- [Gegebener Text]
Sein Romandebüt „Behzat C.“ veröffentlichte er mit Mitte zwanzig. Dieses und auch das zweite Buch um den Ankaraner Mordermittler wurde zum Bestseller. Mit viel Humor, aber auch bissigem Zynismus nimmt Serbes darin die Mentalität des Polizeistaats auseinander. Die Bücher wurden Vorlage für die bis dato erfolgreichste TV-Serie der Türkei, es folgten Kinoadaptionen. Als Tayyip Erdogan die Demonstranten als „çapulcu“ (Räuber / Plünderer) verunglimpfte, übernahmen sie den Begriff für sich, inzwischen gibt es mit „chapulling“ sogar eine Entsprechung im Englischen. Und sie klärten die ewig offene Frage, wofür das Ç in Behzat Ç. steht. Behzat Çapulcu-Graffitis zieren seither die Straßen von Istanbul und Ankara. Emrah Serbes war damit einverstanden, wie er in einem Interview durchblicken ließ.

Zeilen mit Koordinatenannotationen
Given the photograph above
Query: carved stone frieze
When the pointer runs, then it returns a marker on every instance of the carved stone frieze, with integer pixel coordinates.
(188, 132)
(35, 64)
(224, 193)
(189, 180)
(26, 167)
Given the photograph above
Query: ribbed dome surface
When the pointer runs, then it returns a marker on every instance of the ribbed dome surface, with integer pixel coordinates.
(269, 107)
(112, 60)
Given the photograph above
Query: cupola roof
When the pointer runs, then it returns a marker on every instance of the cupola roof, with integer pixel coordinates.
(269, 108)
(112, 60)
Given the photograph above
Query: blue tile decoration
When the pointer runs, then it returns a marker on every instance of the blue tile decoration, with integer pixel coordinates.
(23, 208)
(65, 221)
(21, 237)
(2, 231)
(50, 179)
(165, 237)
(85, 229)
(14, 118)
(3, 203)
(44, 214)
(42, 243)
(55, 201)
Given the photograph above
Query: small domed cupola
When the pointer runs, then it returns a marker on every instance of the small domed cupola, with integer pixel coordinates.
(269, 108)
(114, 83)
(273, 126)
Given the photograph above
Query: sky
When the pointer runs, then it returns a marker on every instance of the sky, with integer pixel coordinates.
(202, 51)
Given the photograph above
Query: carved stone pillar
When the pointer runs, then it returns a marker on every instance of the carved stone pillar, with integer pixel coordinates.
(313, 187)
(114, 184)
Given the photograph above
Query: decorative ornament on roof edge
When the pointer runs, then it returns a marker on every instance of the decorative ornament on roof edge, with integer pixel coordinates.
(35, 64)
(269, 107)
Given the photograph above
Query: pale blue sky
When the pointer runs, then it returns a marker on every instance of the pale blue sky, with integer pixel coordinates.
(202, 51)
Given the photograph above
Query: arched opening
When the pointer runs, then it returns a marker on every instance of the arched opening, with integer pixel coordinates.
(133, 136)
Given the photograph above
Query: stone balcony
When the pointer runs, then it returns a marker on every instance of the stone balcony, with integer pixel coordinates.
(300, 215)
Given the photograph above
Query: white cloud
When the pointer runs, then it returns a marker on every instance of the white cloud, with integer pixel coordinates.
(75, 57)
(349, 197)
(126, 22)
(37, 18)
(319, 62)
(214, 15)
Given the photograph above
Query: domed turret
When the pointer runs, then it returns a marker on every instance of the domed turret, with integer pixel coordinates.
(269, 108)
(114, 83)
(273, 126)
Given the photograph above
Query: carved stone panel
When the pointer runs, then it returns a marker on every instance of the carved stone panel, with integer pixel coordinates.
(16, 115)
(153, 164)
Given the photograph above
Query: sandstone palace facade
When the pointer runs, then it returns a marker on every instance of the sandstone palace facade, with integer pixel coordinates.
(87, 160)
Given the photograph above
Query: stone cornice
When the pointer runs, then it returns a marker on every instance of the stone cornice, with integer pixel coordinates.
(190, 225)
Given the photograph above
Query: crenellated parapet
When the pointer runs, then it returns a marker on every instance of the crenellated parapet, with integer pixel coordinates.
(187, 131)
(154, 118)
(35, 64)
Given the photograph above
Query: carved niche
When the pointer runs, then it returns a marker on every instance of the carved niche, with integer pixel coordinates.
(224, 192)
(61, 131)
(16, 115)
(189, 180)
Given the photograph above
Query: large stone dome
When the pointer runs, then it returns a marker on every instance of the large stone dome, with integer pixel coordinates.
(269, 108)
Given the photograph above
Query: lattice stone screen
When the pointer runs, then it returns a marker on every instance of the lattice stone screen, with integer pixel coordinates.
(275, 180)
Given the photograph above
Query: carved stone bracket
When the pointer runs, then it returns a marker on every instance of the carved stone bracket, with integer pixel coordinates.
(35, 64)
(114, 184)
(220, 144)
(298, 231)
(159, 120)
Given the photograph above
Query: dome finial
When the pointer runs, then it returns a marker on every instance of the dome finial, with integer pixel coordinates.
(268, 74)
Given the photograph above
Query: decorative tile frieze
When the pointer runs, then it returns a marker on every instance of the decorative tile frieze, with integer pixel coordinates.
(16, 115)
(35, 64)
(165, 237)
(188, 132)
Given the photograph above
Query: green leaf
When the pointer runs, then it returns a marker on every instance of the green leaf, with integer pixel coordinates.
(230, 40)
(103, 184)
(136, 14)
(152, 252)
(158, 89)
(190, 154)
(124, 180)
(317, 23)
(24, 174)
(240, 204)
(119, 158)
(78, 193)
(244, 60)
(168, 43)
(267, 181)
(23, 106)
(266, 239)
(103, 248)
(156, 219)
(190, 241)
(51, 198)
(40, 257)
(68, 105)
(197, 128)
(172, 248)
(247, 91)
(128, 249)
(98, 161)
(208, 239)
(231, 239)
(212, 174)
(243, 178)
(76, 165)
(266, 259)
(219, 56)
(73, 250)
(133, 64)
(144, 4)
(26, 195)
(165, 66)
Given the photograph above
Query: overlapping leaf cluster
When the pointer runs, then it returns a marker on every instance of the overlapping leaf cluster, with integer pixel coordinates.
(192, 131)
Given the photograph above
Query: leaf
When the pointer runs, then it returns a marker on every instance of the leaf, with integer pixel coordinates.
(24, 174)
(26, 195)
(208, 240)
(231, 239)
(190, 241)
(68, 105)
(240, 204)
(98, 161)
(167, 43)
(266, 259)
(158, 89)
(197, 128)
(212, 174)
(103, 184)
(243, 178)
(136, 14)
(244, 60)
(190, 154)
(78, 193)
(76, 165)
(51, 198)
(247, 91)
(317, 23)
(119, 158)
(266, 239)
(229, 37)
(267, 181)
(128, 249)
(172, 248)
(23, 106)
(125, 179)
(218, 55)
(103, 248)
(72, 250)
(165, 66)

- [Aufgabe] Wie alt war Emrah Serbes laut dem Text über ihn, als sein Romandebüt erschien?

- [Ergebnis] Er war Mitte zwanzig.